◆ **What the task asks**
Filter the data for "below" and copy matching lines.

──────── Records for this exercise ────────

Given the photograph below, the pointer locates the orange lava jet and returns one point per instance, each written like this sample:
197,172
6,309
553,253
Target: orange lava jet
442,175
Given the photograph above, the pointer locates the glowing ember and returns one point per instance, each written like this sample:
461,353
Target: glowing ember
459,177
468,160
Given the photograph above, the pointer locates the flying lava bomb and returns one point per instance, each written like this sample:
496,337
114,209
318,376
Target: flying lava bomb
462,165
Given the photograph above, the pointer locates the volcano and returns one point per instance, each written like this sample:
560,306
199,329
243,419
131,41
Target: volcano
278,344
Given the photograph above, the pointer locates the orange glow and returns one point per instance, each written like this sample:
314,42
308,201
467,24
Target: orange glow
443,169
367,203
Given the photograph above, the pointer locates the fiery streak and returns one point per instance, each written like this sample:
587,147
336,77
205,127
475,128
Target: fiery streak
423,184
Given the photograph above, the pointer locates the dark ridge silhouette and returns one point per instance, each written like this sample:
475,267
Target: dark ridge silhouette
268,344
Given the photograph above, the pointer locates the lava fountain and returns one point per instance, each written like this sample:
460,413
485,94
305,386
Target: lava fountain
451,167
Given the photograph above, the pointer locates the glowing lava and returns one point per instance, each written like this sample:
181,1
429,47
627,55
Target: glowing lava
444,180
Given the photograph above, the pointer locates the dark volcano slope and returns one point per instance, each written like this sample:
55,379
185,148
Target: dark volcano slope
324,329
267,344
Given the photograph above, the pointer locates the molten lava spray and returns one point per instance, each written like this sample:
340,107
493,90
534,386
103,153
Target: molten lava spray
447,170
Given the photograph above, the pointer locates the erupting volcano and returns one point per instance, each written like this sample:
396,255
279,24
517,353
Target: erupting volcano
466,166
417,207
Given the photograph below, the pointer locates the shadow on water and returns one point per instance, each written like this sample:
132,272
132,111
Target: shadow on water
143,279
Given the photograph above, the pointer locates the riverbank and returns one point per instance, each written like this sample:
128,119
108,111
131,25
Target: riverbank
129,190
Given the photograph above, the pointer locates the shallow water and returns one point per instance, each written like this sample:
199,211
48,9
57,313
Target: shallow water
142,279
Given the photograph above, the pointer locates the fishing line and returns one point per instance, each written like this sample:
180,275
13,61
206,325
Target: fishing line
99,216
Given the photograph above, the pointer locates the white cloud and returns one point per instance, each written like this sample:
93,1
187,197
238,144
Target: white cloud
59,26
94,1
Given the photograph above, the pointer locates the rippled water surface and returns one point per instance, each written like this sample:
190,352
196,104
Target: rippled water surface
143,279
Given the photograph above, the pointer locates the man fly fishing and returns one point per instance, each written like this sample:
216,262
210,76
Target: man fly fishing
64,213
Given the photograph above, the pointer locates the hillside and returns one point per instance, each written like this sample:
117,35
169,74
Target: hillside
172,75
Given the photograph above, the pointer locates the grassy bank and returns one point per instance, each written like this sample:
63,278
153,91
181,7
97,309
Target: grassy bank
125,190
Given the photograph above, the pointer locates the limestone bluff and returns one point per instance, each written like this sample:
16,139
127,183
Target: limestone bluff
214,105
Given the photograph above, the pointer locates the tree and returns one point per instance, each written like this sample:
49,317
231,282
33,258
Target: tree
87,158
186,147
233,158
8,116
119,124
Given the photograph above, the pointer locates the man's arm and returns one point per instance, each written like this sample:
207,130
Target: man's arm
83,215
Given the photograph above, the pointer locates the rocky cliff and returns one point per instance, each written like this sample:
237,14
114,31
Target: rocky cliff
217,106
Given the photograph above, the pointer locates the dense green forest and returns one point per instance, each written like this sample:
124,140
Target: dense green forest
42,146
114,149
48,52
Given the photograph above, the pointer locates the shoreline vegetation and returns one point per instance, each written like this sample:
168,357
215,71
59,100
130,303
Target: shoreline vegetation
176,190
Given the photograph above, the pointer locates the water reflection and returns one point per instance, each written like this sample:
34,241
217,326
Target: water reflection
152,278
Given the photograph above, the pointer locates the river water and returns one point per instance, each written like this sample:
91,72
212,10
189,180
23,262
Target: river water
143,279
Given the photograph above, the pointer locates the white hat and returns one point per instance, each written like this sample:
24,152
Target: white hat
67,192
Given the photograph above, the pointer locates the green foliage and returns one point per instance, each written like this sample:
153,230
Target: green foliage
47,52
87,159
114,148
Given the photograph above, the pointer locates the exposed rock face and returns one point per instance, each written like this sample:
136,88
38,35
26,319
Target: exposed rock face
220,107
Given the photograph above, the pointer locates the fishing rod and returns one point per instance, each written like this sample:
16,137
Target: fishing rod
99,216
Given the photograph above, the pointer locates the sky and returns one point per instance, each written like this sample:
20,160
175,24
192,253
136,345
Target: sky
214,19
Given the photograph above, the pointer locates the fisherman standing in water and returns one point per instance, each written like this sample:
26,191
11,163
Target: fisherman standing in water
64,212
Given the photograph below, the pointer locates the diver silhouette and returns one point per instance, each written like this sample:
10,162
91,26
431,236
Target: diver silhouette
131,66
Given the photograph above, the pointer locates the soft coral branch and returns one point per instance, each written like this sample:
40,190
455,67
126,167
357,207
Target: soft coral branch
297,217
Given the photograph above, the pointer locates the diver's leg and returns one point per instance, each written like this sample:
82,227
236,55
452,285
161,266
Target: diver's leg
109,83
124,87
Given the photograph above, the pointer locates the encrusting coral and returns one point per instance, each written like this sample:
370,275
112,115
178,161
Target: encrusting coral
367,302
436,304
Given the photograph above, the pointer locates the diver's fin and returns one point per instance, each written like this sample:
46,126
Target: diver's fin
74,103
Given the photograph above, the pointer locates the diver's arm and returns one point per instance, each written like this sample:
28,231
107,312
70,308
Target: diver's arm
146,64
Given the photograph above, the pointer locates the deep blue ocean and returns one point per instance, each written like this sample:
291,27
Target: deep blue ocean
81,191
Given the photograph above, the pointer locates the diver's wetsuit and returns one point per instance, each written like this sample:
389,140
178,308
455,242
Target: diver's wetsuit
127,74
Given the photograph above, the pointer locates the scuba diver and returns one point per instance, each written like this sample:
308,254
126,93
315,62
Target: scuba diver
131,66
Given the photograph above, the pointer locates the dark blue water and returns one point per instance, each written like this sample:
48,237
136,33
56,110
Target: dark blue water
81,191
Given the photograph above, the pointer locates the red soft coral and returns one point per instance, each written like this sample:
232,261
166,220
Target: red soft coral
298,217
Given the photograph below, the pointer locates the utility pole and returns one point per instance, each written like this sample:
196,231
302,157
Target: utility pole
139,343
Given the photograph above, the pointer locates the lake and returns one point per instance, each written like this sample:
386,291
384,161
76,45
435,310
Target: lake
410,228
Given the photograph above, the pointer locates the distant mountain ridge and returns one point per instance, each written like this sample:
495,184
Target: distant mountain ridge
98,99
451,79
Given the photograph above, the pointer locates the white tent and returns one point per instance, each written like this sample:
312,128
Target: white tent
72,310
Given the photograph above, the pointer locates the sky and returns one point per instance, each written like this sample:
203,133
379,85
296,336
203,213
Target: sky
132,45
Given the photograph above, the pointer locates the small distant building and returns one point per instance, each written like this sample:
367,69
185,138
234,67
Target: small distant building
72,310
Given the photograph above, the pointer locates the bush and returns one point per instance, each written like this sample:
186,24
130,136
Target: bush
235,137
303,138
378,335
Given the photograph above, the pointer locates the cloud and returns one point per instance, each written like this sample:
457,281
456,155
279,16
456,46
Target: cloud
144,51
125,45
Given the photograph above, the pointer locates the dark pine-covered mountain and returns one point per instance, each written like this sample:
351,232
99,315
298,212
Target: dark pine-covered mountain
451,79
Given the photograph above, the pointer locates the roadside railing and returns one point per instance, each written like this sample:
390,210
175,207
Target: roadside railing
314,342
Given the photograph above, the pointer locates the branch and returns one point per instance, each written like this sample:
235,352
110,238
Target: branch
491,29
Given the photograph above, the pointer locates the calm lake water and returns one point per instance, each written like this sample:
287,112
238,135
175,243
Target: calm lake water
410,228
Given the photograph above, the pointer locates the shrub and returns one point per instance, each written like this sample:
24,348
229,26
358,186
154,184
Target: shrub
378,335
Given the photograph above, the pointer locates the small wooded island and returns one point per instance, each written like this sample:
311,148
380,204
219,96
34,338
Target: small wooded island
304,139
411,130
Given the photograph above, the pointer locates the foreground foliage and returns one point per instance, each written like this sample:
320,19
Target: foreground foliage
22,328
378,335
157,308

────────

◆ **Response to the exercise**
Given the photograph below, the pointer locates the orange lava jet and returns one point per instance, each written like this sample:
Given the photograph below, the pointer locates the shadow on water and returns one point per instance, each written like this sample:
Given the photograph below, the pointer locates the diver silhouette and returns one point per instance, each written like this sample:
Given the photograph below, the pointer locates the utility pole and returns one point per instance, each written like this sample:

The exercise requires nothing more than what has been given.